(Saved entries)
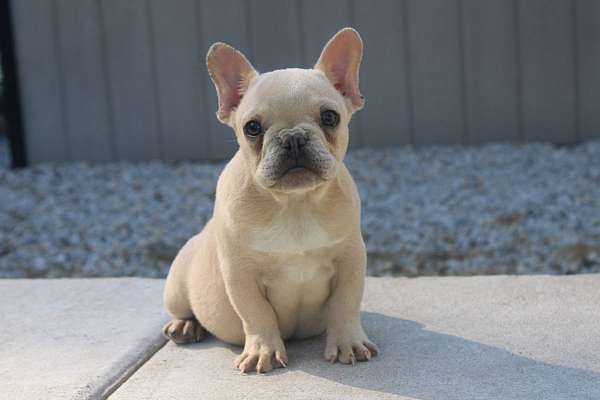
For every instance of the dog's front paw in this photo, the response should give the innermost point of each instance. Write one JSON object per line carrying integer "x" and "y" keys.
{"x": 259, "y": 354}
{"x": 348, "y": 346}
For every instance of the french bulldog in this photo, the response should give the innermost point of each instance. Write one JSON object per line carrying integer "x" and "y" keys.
{"x": 283, "y": 255}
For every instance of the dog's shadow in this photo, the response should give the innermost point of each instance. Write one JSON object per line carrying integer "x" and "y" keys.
{"x": 426, "y": 365}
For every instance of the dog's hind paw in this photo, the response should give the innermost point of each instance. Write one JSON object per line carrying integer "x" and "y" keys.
{"x": 183, "y": 331}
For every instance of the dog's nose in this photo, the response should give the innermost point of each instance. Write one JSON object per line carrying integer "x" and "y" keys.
{"x": 293, "y": 140}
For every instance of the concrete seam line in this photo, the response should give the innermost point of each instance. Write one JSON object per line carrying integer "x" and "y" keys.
{"x": 132, "y": 362}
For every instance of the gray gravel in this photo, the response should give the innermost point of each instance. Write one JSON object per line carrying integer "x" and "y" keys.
{"x": 430, "y": 211}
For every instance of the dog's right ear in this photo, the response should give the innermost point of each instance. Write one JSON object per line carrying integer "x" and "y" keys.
{"x": 231, "y": 72}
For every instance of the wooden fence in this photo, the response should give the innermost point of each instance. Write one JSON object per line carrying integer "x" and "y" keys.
{"x": 126, "y": 79}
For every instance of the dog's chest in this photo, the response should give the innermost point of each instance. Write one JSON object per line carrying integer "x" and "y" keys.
{"x": 297, "y": 288}
{"x": 291, "y": 232}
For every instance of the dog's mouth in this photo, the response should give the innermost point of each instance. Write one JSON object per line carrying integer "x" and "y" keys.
{"x": 297, "y": 169}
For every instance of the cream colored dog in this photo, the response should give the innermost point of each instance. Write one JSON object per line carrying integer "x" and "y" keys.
{"x": 283, "y": 256}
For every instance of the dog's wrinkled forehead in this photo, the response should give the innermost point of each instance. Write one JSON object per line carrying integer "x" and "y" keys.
{"x": 289, "y": 93}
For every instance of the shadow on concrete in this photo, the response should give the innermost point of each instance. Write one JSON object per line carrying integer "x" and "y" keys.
{"x": 427, "y": 365}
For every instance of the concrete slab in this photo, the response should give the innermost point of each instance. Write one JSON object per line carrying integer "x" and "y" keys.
{"x": 75, "y": 339}
{"x": 534, "y": 337}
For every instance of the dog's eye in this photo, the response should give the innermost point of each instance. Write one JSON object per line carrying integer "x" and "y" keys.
{"x": 330, "y": 118}
{"x": 252, "y": 128}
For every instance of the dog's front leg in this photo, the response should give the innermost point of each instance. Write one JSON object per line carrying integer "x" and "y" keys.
{"x": 263, "y": 341}
{"x": 346, "y": 340}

• [Problem statement]: Rewrite the part of the records that opens with the line containing "For every instance of the cream" and runs through the end of the records as a two-column CSV with the headers text and answer. Give one row per record, put each field in quotation marks, and replace line breaks with spaces.

• [Exercise solution]:
text,answer
"For every instance of the cream colored dog in this photo, the response should give the innermost point of each instance. Write one JSON object per line carrying integer ""x"" and ""y"" keys.","{""x"": 283, ""y"": 256}"
"For every instance of the dog's wrinkled forehead in this photo, the response should give the innermost point of each instance. Write one JSON object per line carrying integer ""x"" and ""y"" keys.","{""x"": 289, ""y"": 93}"
"For every instance of the shadow on concrete in this photo, the response should give the innermost point of each instance. Write one JSON object per line carrying integer ""x"" and ""y"" keys.","{""x"": 427, ""y"": 365}"
"For every instance of the concrete slab in this photo, the response should give the innermost point of each instance. Write one JSON object per line carrying integer ""x"" and ""y"" keys.","{""x"": 75, ""y"": 339} {""x"": 534, ""y"": 337}"
"For every instance of the dog's eye in this photo, the response should give the innermost point of each instance. Write one JSON object per line carrying integer ""x"" and ""y"" keys.","{""x"": 330, ""y"": 118} {""x"": 252, ""y"": 128}"
"For every instance of the dog's front leg in this photo, the response should give the innermost point of each instance. Write one JSON object per line carrying integer ""x"" and ""y"" keys.","{""x"": 263, ""y"": 341} {""x"": 346, ""y"": 340}"